» Materials provided
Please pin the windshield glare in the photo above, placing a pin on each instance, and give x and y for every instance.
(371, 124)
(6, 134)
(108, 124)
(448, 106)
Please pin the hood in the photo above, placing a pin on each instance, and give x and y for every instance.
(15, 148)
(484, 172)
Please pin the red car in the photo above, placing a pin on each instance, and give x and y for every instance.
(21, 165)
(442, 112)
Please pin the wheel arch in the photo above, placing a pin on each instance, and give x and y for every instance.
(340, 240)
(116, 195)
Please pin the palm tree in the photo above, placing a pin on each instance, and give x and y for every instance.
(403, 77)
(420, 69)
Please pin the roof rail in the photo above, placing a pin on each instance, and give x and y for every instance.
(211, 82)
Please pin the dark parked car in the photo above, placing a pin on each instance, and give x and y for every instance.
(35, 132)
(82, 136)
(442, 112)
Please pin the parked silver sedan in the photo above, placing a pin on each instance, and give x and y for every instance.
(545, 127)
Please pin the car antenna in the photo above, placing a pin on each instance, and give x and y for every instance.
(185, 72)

» Instructions for the task
Rewrite the listing from the line that contains "Please pin the parked" through the end of the listing, putting "gray" in place of "silver" and leaving everything else the same.

» Solved exercise
Please pin the parked gray sedan in the photo above, placing a pin on each instance, and give x and y for every instance.
(545, 127)
Please pin the car antenna in the photo above, placing a pin on each instance, and give x and y for every instance.
(185, 72)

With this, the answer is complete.